[Point annotation dataset records]
◆ ◆ ◆

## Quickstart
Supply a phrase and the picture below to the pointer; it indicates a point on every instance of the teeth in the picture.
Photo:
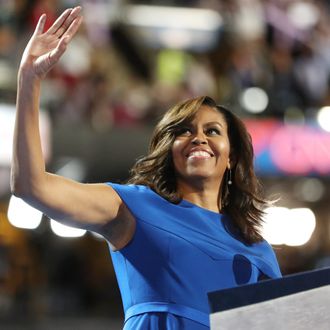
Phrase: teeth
(203, 154)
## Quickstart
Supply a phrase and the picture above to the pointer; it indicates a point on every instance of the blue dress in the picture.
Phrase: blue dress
(180, 252)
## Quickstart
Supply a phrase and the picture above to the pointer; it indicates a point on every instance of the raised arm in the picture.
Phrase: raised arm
(91, 206)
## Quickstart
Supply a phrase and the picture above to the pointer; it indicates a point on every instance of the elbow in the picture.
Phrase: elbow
(17, 187)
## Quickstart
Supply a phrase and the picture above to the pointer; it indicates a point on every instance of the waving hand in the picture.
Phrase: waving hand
(45, 48)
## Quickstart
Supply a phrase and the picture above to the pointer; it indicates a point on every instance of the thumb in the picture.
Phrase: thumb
(40, 25)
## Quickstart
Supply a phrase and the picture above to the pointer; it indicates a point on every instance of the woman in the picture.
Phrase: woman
(188, 221)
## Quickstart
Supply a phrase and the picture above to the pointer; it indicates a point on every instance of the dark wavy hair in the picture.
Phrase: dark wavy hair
(242, 201)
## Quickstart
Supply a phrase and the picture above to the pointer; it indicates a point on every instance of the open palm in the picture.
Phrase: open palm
(45, 48)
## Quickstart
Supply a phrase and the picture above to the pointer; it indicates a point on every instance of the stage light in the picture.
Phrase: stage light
(173, 17)
(303, 15)
(300, 227)
(274, 222)
(22, 215)
(292, 227)
(323, 118)
(66, 231)
(254, 100)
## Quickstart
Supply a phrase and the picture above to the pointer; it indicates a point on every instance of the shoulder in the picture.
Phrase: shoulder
(267, 254)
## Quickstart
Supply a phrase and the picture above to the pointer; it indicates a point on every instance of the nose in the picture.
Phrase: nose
(198, 139)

◆ ◆ ◆

TASK INSTRUCTIONS = Please find each line in the rows above that contains the word "wavy", and copy every such line in full.

RESULT FOR THIS TASK =
Supply a phrase and the picture above to the pointer; it indicates a point on every instance of the dark wavy hair in the picture.
Phrase: dark wavy hair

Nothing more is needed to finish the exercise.